TASK INSTRUCTIONS ▸
Write out, from the entries below, exactly the lines that run between the lines holding "</instance>" and "positive clicks: (53, 28)", inclusive, and stop there.
+ + + + +
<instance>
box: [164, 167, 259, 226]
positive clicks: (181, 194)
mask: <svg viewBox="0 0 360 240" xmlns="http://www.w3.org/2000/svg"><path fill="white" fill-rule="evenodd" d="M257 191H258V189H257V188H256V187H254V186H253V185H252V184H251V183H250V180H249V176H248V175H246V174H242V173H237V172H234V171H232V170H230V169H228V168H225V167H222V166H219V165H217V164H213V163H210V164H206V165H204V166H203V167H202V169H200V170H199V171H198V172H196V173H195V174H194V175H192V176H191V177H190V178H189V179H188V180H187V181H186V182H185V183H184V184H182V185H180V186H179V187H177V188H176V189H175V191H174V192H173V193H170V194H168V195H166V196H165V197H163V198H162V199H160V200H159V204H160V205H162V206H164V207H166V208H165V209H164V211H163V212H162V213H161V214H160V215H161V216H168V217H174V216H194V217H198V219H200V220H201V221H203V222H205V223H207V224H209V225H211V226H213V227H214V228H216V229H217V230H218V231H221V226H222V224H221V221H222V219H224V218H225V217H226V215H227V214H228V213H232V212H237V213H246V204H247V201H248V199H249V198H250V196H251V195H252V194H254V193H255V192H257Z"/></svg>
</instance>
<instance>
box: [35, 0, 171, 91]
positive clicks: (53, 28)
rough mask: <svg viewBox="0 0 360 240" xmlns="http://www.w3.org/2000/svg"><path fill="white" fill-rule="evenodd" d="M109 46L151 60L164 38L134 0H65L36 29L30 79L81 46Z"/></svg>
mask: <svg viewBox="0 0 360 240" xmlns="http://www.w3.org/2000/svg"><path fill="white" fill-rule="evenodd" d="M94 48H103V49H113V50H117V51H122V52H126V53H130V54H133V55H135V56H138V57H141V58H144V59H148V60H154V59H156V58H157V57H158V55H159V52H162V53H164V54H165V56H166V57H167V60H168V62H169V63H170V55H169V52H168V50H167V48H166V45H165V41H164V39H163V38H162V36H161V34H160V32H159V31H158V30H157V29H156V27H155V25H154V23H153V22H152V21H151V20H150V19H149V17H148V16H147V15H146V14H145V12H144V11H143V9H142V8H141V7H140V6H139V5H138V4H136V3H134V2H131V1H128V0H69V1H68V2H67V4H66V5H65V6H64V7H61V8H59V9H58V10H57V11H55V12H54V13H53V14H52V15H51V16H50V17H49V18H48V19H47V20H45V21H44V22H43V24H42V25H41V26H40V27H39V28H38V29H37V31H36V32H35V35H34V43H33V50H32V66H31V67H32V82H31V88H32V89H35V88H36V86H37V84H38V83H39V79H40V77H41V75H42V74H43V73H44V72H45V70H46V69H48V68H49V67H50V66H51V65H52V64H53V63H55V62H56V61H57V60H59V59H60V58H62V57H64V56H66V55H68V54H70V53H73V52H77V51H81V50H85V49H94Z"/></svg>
+ + + + +
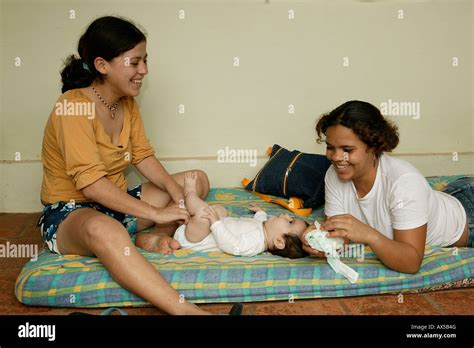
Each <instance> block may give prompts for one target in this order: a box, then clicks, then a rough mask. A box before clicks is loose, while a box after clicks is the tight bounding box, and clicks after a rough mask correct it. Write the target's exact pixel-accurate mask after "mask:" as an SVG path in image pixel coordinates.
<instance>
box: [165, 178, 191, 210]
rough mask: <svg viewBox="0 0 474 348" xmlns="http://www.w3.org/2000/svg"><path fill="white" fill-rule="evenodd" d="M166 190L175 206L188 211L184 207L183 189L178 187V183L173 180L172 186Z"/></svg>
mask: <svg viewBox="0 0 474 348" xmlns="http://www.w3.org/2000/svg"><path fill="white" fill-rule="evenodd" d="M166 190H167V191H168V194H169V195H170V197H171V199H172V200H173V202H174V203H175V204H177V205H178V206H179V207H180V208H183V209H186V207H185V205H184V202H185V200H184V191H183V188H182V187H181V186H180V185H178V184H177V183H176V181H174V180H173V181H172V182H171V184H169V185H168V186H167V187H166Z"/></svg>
+ + + + +
YOUR RESPONSE ▸
</instance>
<instance>
box: [35, 0, 171, 91]
positive clicks: (53, 28)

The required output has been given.